- _Tasks to complete_:
1 - Answer these questions about the natural birth post:
(a) With someone who is already pregnant or already has kids, what subject does the writer say she will be really delicate around?
(b) With women who aren't pregnant or in the middle of trying, what does the writer admit she will try to do?
(c) On which side does the writer believe the NCB has a lot of work to do?
2 - Retype the passage of the natural birth post starting at "So here, standing" and ending at "warnings are necessary.".
3 - Extend the natural birth post with a few more sentences that pick up from its final line.

- _Document excerpt_:
That's a shame & I'm sorry that has been your experience. & I'm sorry if anyone has that experience. It's a shame. It's wrong.
I think the best case scenario is that we all can tailor our message to the person we're communicating with.
For example, if I meet someone who's already PG or already has kids, I'll be really delicate around the subject of birth if it comes up. Maybe just to say I had a natural birth & it rocked! Since, IMX, there just aren't that many people who say natural birth (or birth overall!) can be positive! The prevailing belief is, "Why go through all that pain if I don't have to?" as well as "Natural birth makes as much sense as natural dentistry!"
So here, standing in front of you, is someone who's not totally insane or hippy & had a natural birth she enjoyed. So ask me Qs if you like.
However, with women who aren't PG or even in the middle of trying, I DO admit that I WILL try to warn them! Again, I think warnings are necessary.
So if I say, essentially,
1. "Get educated or you may be subjected to bad things."
(Yet again, that is not to say that getting educated guarantees you will not have a bad experience.)
Do you think that's the same as saying,
2. "If you have had a bad experience, it is partially your own fault."????
In other words, is it even possible say sentence #1 without also communicating the idea of sentence #2?
Are they the the same message?
On the negative side, I do think when women are discussing their own experience, fears and thoughts, and the immediate reaction is the armchair quarterback response, ("If only you/this woman had X...") that is where the shame and blame really begin. It saddens me that a community that purports to be woman-centered and inclusive can actually be quite the reverse with anyone who doesn't toe the line.
On the positive side, I think natural childbirth methods are strong enough to stand on their own without the constant critiques of "all these dumb women" who actually are brave about sharing their realities. In other words, you don't have to deconstruct other people's experience. Sharing your own story (as you did here) is powerful on its own.
The last thing I think came to mind in your post is the question of how to talk to people who have had traumatic birth experiences. I think this is where I have come to believe the NCB has a lot of work to do on the side of evidence and decision-making in labour.

Dataset entries:
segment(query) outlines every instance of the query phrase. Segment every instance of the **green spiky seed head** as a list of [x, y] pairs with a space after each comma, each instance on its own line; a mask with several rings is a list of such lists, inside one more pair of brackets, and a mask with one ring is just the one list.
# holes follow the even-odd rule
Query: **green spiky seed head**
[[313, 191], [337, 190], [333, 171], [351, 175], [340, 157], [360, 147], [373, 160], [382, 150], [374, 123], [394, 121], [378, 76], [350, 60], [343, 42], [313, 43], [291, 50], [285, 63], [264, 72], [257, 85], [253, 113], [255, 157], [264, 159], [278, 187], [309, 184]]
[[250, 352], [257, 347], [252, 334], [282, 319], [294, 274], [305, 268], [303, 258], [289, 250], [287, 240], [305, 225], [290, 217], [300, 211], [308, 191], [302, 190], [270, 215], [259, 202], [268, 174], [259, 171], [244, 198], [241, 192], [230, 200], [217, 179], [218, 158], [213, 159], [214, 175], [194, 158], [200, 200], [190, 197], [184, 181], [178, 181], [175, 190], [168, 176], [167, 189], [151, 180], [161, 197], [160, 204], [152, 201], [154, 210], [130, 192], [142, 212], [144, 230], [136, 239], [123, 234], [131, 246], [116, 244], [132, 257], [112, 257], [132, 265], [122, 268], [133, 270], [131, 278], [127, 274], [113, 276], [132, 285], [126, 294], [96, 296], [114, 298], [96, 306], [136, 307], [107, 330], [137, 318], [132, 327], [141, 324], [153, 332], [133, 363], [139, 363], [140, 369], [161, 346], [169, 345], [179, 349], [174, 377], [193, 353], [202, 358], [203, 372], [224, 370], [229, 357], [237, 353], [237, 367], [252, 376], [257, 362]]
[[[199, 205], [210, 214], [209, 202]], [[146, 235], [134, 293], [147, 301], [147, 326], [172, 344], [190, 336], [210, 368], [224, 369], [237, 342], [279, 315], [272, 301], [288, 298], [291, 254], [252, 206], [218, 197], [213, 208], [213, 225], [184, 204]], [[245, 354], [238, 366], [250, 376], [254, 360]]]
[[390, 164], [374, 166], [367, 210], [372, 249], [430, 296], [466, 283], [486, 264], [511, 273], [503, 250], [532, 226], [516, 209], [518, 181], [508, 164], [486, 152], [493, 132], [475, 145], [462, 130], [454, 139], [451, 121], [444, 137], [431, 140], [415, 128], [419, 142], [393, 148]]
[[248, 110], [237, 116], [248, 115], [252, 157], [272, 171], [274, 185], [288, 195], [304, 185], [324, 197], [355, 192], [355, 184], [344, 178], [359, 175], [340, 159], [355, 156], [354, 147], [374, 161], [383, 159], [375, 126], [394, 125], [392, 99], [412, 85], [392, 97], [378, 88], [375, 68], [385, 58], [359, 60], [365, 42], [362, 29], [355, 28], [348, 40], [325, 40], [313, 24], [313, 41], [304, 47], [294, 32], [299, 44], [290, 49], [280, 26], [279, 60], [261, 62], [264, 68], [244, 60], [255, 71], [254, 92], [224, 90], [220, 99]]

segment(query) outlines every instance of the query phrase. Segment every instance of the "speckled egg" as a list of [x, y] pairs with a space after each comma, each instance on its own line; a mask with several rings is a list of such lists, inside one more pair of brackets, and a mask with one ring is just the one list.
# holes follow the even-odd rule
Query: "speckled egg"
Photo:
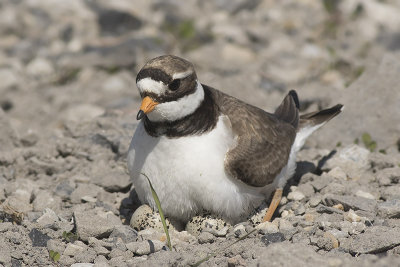
[[264, 216], [267, 213], [268, 205], [263, 202], [257, 209], [255, 209], [249, 216], [248, 220], [253, 226], [263, 222]]
[[231, 225], [222, 218], [210, 214], [202, 214], [193, 217], [186, 224], [185, 230], [194, 236], [198, 236], [204, 230], [211, 232], [215, 236], [225, 236], [230, 227]]
[[[165, 221], [169, 230], [176, 230], [168, 218], [166, 218]], [[160, 214], [153, 211], [149, 205], [142, 205], [135, 210], [131, 217], [130, 226], [137, 231], [148, 228], [155, 229], [159, 232], [164, 231]]]

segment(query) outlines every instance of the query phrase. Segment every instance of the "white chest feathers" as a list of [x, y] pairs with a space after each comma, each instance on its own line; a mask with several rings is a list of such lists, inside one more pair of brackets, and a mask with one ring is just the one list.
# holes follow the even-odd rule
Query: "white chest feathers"
[[234, 142], [224, 116], [208, 133], [178, 138], [151, 137], [140, 122], [128, 153], [129, 172], [140, 200], [155, 207], [144, 173], [167, 216], [187, 220], [207, 210], [237, 219], [248, 213], [262, 196], [225, 173], [225, 154]]

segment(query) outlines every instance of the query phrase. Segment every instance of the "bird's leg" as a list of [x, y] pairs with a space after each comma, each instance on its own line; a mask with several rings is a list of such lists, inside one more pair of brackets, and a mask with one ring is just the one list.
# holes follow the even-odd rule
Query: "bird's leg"
[[265, 213], [263, 222], [268, 222], [271, 220], [272, 215], [274, 215], [274, 212], [279, 205], [279, 202], [281, 202], [282, 192], [283, 192], [282, 188], [278, 188], [275, 190], [274, 196], [272, 197], [271, 203], [269, 204], [267, 213]]

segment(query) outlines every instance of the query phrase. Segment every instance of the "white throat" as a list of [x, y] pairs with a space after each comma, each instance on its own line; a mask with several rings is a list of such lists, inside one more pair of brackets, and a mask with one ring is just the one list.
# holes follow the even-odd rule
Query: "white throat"
[[204, 89], [197, 81], [194, 93], [179, 98], [176, 101], [169, 101], [158, 104], [155, 109], [147, 114], [150, 121], [176, 121], [192, 114], [204, 100]]

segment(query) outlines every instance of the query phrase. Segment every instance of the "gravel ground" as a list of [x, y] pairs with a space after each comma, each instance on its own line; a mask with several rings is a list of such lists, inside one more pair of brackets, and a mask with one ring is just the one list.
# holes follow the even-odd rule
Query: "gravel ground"
[[[399, 266], [400, 3], [0, 2], [0, 266]], [[272, 111], [343, 114], [298, 157], [272, 222], [133, 229], [137, 71], [182, 56]]]

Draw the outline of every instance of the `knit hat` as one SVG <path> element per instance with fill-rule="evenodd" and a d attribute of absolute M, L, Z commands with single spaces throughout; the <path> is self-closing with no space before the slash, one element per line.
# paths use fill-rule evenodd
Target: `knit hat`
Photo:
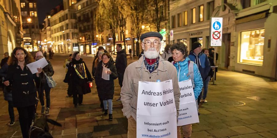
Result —
<path fill-rule="evenodd" d="M 159 33 L 155 32 L 149 32 L 144 33 L 141 35 L 139 39 L 140 39 L 140 40 L 142 42 L 143 39 L 149 37 L 156 37 L 159 38 L 161 41 L 163 40 L 163 36 L 162 36 L 162 35 Z"/>
<path fill-rule="evenodd" d="M 191 46 L 191 50 L 193 51 L 194 49 L 196 49 L 199 47 L 202 46 L 201 44 L 198 42 L 195 42 L 193 43 Z"/>

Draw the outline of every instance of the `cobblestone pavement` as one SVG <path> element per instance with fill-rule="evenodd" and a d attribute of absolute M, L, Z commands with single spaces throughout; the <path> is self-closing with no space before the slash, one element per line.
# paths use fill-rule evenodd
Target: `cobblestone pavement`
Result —
<path fill-rule="evenodd" d="M 83 105 L 74 108 L 72 98 L 65 97 L 67 85 L 62 81 L 65 75 L 62 65 L 67 57 L 67 55 L 55 55 L 51 61 L 57 85 L 51 90 L 48 117 L 62 125 L 49 125 L 54 137 L 127 137 L 127 120 L 123 116 L 121 102 L 116 101 L 120 91 L 117 80 L 115 82 L 112 121 L 102 115 L 95 86 L 91 93 L 84 95 Z M 91 71 L 93 59 L 82 58 Z M 277 138 L 277 82 L 223 70 L 219 70 L 217 75 L 217 85 L 211 85 L 211 82 L 209 85 L 208 102 L 200 106 L 200 123 L 193 124 L 191 137 Z M 16 109 L 15 124 L 8 126 L 7 102 L 4 100 L 2 92 L 0 96 L 0 137 L 22 137 Z M 39 117 L 39 105 L 37 113 Z"/>

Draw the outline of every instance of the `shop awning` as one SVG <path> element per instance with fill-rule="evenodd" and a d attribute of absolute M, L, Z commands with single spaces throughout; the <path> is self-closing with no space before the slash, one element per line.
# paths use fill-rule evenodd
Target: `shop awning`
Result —
<path fill-rule="evenodd" d="M 236 20 L 235 23 L 236 24 L 262 19 L 266 17 L 267 12 L 264 12 L 257 14 L 251 15 Z"/>

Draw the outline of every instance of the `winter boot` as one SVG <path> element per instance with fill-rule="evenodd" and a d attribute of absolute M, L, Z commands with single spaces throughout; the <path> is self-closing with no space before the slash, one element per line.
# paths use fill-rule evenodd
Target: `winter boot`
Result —
<path fill-rule="evenodd" d="M 113 120 L 113 114 L 111 113 L 109 114 L 109 120 L 110 121 Z"/>
<path fill-rule="evenodd" d="M 49 110 L 50 109 L 49 108 L 46 108 L 46 109 L 45 110 L 45 115 L 46 116 L 49 116 Z"/>
<path fill-rule="evenodd" d="M 44 114 L 44 110 L 45 109 L 45 106 L 41 106 L 41 114 Z"/>
<path fill-rule="evenodd" d="M 105 116 L 107 116 L 108 115 L 108 109 L 105 109 L 104 110 L 104 115 Z"/>

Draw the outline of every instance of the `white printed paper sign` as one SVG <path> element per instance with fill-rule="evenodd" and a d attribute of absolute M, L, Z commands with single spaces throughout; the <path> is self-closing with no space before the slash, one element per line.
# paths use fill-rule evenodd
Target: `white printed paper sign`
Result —
<path fill-rule="evenodd" d="M 32 74 L 34 74 L 38 72 L 37 68 L 43 68 L 47 65 L 48 65 L 48 62 L 47 62 L 45 58 L 43 57 L 26 65 L 30 70 Z"/>
<path fill-rule="evenodd" d="M 199 122 L 191 80 L 179 82 L 181 95 L 177 125 L 182 126 Z"/>
<path fill-rule="evenodd" d="M 102 78 L 105 80 L 110 80 L 110 74 L 107 73 L 107 71 L 110 71 L 110 69 L 105 67 L 103 67 L 103 70 L 102 71 Z"/>
<path fill-rule="evenodd" d="M 140 81 L 137 137 L 177 137 L 176 108 L 172 80 Z"/>

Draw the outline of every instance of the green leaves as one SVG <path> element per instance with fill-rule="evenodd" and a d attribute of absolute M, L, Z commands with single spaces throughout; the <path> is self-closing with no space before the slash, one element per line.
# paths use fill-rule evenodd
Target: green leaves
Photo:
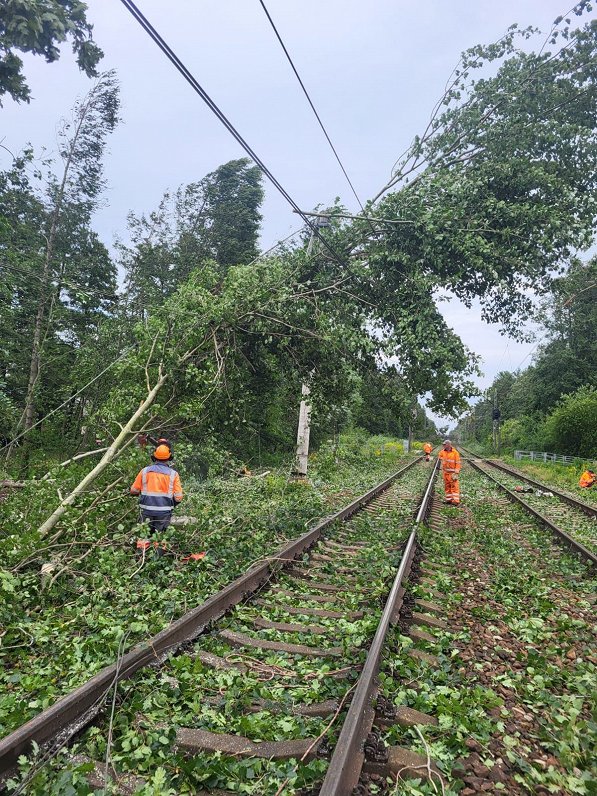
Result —
<path fill-rule="evenodd" d="M 21 0 L 0 6 L 0 106 L 4 94 L 29 102 L 30 91 L 23 62 L 13 50 L 42 55 L 48 63 L 60 57 L 59 46 L 72 40 L 79 68 L 88 77 L 97 74 L 103 56 L 91 37 L 87 6 L 80 0 Z"/>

- _Expected responses_:
1 -
(a) The subject of birth, if it comes up.
(b) She will try to warn them.
(c) On the side of evidence and decision-making in labour.

2 -
So here, standing in front of you, is someone who's not totally insane or hippy & had a natural birth she enjoyed. So ask me Qs if you like.
However, with women who aren't PG or even in the middle of trying, I DO admit that I WILL try to warn them! Again, I think warnings are necessary.

3 -
When a woman has had a bad experience - either iatrogenically, like this experience seems to have been, or through a complication or condition - the NCB response rarely seems to be "this is how we, as advocates for natural labour and delivery, would respond to that."
It's mostly either pulling out stats about why that wouldn't/shouldn't/couldn't happen -- to a woman for whom it did -- or something about trust or nature or what-have-you.
But the thing is, even if your c-section wasn't warranted or your complication was a 1:100,000 case, a woman who has had to make (or had imposed) what she at a vulnerable and physically difficult moment perceived to be a life-or-death situation, or experienced a total lack of control, these responses are not necessarily helpful.
I think this article and the response to it illustrates this beautifully. You take a woman who was held down while her membranes were stripped and tell her aromatherapy will work for her? Do you think she's going to end up respecting that? And then she gets criticized for rejecting that? I don't know. It's not a response I'm comfortable with. I wish the NCB would listen to women about why they get turned off - it's important.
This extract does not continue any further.